* SUPPLIED MATERIAL
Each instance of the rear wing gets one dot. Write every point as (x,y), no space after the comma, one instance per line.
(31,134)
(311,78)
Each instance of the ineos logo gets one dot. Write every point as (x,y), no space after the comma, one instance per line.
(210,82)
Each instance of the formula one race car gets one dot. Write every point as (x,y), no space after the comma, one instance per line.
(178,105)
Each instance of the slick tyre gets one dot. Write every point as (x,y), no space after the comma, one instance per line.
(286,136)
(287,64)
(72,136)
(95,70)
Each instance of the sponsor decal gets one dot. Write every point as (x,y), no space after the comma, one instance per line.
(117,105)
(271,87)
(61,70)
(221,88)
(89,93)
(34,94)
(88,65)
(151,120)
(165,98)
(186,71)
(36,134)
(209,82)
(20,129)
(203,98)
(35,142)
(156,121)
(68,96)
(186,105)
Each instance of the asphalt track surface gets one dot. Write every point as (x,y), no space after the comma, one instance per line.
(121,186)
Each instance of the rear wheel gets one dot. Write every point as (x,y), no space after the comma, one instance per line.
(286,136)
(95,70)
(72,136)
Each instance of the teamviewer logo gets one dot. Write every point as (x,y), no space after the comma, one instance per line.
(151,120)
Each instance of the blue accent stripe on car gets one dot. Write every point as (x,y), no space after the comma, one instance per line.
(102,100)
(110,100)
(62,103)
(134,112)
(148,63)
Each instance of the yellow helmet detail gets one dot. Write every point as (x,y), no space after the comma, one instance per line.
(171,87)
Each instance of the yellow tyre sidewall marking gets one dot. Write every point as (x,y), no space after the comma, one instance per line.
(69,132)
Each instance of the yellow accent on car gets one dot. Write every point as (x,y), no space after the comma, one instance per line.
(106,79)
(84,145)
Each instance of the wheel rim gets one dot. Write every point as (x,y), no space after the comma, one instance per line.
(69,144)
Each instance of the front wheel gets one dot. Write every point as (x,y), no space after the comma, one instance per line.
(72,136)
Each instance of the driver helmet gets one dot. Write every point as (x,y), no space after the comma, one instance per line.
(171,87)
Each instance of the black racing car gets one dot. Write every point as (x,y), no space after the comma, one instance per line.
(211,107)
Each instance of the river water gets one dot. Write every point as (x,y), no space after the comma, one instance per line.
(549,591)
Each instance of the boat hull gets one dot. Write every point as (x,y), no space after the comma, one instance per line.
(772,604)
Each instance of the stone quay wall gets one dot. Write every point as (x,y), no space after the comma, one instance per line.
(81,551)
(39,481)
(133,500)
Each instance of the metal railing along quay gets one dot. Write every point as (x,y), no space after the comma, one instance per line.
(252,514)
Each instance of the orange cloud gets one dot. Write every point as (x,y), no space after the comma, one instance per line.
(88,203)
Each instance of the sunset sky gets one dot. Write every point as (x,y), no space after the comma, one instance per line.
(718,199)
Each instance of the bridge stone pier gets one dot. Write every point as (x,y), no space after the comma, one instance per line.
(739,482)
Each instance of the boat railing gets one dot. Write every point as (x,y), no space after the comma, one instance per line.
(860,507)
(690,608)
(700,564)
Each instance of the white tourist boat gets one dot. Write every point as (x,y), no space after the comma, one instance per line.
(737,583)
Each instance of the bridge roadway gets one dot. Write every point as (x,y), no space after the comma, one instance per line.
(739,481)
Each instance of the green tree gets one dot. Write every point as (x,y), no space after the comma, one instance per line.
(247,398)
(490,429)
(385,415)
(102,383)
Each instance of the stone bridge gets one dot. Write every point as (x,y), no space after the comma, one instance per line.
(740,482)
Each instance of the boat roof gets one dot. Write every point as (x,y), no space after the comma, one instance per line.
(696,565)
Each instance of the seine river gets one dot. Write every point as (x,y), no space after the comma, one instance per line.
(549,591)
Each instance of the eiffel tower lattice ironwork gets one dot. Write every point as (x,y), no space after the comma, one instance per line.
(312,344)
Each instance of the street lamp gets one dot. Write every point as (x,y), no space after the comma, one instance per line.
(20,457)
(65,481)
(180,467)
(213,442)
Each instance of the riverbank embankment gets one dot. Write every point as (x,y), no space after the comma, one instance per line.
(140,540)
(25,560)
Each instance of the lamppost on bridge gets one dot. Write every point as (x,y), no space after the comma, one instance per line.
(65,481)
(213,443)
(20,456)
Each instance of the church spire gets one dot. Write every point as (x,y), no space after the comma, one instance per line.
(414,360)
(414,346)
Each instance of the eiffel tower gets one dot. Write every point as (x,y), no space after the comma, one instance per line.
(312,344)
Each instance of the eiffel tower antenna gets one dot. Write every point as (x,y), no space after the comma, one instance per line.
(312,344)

* WORK INSTRUCTION
Your reply should contain every entry, repeated exactly.

* SOLUTION BELOW
Each instance of the rear wing gets one dot. Write every point as (x,y), no space after the comma, one instance per line.
(31,134)
(311,78)
Each instance of the ineos logo gets one dot. Write every point as (x,y), no space after the comma, one instance per line.
(210,82)
Each instance of the formula one race car gets one dot. Write every point as (x,y), no space after the comma, one instance per line.
(178,105)
Each instance of the slick tyre gets one dot. Write every point as (x,y), no space after the comma, one instance per line.
(286,136)
(287,64)
(72,136)
(95,70)
Each instance of the sponsor decal gets one dot. Write every point as (x,y), no space after the comma, one instance per line.
(117,105)
(271,87)
(61,70)
(221,88)
(89,93)
(34,94)
(88,65)
(151,120)
(165,98)
(186,71)
(36,134)
(209,82)
(20,129)
(203,98)
(35,142)
(156,121)
(68,96)
(186,105)
Each instance of the asphalt track surface gets one dot. Write every point as (x,y), no space after the comma, one instance per line.
(121,186)
Each instance of the rear wheel gets one dot. Write every point as (x,y), no space after the comma, one instance per line.
(286,136)
(95,70)
(72,136)
Each instance of the teamviewer logo gets one dot. Write every point as (x,y), no space after the comma, one instance per line.
(151,120)
Each instance of the blue accent stripe on car gets one dot. Write every point as (x,y), no space after the comma, one instance per line.
(102,100)
(110,100)
(62,103)
(134,112)
(148,63)
Each instance of the yellow helmet detail gets one dot. Write every point as (x,y), no space after the comma, one instance per line.
(171,87)
Each instance of the yellow tyre sidewall marking gets one dot. Write every point as (x,y), no space after the comma, one instance per line.
(69,132)
Each instance of the yellow accent on car gets one dot. Write every point as (x,y), no space after the comma, one instance per line.
(106,79)
(84,145)
Each instance of the wheel rim gets one dot. Write every point as (x,y), no space after the comma, one instance per line.
(69,144)
Each instance of the front wheel gets one dot. Write every point as (x,y), no space after the comma, one instance per line.
(72,136)
Each instance of the driver helmet gets one dot. Write every point as (x,y), no space after the comma, one instance per line.
(171,87)
Each instance of the black racing car gets one dot. Write every point as (x,y), no space after the comma, one instance per line.
(211,107)
Each instance of the river water gets one dot. Write every point as (x,y), no space after the comma, one instance per line.
(549,591)
Each instance of the boat hull gets one dot. Write every point as (x,y), no space after the comma, one instance per line.
(772,604)
Each instance of the stone quay wall gets one dot. Write every point as (x,y), no space after the comma, one instance per line.
(81,551)
(39,481)
(133,500)
Each instance of the metal railing along quay gets one dot. Write every point as (x,y), no space after the comma, one instance per line.
(252,514)
Each instance of the orange cloud gets one dot. Write every point as (x,y), no space after the comma, one instance per line.
(88,203)
Each instance of the sunset sky gets one dot. Write every point as (x,y), no space after the comma, one instance per line.
(718,199)
Each instance of the bridge stone pier gets one dot. Write every point as (x,y), no space after the comma, one instance per line.
(739,482)
Each instance of the boat railing gets one dot. Write every point as (x,y), no space after the comma, one instance per line.
(860,507)
(690,608)
(700,564)
Each instance of the white tourist boat gets one dot. Write every point as (x,y), no space after the comma, one instance per line.
(737,583)
Each instance of the bridge roadway gets one dot. Write every point as (x,y), no space after the comma, one instance per line.
(739,481)
Each instance of the green tree gets one dot. Write every point as (x,y), no space after the comma, one instance per line.
(247,398)
(490,429)
(385,415)
(102,383)
Each instance of the stone bridge gets one dot. Write every point as (x,y), no space after the comma, one instance per line.
(740,482)
Each instance of the boat roof gets one dot. Write every point as (x,y), no space after the comma, one instance per line.
(696,565)
Each instance of the seine river gets one dot. Write every point as (x,y), no space after the comma, one instance per line.
(549,591)
Each instance of the eiffel tower lattice ironwork gets one dot. Write every point as (x,y), no space after the comma, one instance per line.
(312,344)
Each instance of the street lamp gets one dot. Write every point as (x,y), no space after the comma, one instance per line.
(20,457)
(65,481)
(180,467)
(213,442)
Each instance of the riverbank embankment gets one dot. Write every point as (x,y), no space after the comma, one instance per line.
(140,540)
(25,560)
Each instance of the lamppost on bridge gets one dot. Write every point as (x,y), no space after the comma, one instance per line.
(65,481)
(213,443)
(20,456)
Each instance of the church spire gets one dot. Write every point as (x,y), no space after the comma, one instance per line.
(414,360)
(414,346)
Each instance of the eiffel tower gets one dot. Write every point as (x,y), no space after the comma, one instance per line.
(312,344)
Each instance of the eiffel tower antenna gets one dot. Write every point as (x,y), no space after the comma, one instance per line.
(312,344)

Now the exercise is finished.